Pick up the September 2018 garden tips after their last sentence and keep writing them.

* [Document section]
◇ ◇ ◇ ◇ ◇
Garden Tips – September 2018

As the weather starts to cool, and hopefully, at least in our neck of the woods, we start to get some rain, it is a good time to be thinking about lawn maintenance. Scarifying out dead moss and thatch will allow light, air and water to get to the roots of the grass and stimulate new growth. Using nematodes to control leather jackets and chafer grubs should reduce the populations and thus limit damage caused by crows and other birds searching for the insects.

Camellias and Rhododendrons are setting next year’s flower buds, so if the weather remains dry, keep them watered to make sure that the buds develop properly.

In late summer and early autumn honey fungus may produce toadstools around the bases of infected tree stumps or on the ground over dead roots. They can also appear from rhizomorphs in the soil, well away from any apparent source of infection. The RHS website gives excellent advice on how to identify whether this destructive disease is present.

Autumn is generally a good time for planting, the soil is warm enough to encourage root growth and there ought to be enough rain to help new plants settle in, this is particularly the case for hardy perennials and if you plant out members of the Asteraceae family like Rudbeckia, Echinacea and Gaillardia you’ll get a bonus splash of late season colour. It is also a good time to divide existing plants as once again the warm soil will help the roots of divided and re-sited plants establish.

Rudbeckia

Rudbeckia

Echinacea

Echinacea

Autumn colour

Autumn colour

Seed collection is an interesting autumn job, sticking with the Asteraceae family, sunflowers and Dahlias both produce viable and easily collectable seeds and with open pollination you can get some interesting hybrids.
◇ ◇ ◇ ◇ ◇
* [Given data]
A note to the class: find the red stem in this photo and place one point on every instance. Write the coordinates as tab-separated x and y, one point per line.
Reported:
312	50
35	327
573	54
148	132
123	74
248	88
◇ ◇ ◇ ◇ ◇
* [Answer box]
Spring bulbs are on sale now and early shoppers will get the widest choice. On the whole the earlier in the autumn that spring bulbs are planted the better. The exception is tulips, which should not be planted until November.

In the kitchen garden you may well be picking apples and pears and lifting main crop potatoes. For all of these it is important not to put damaged fruit or tubers into storage as they will rot and this could infect sound fruit or tubers. Cooking and freezing damaged stuff is an alternative if you have too much stuff to eat immediately. Chips, potato dauphinoise and bubble and squeak all freeze well and a simple thing to do with apples is to lightly cook them and freeze them as a ready made pie/crumble mix.

As we’ve started looking ahead in the ornamental garden this month, you can be doing the same in the kitchen garden, planting spring cabbage and other over-wintering brassicas like kale and purple sprouting broccoli will give you welcome harvests next spring, before next year’s annual crops start to mature.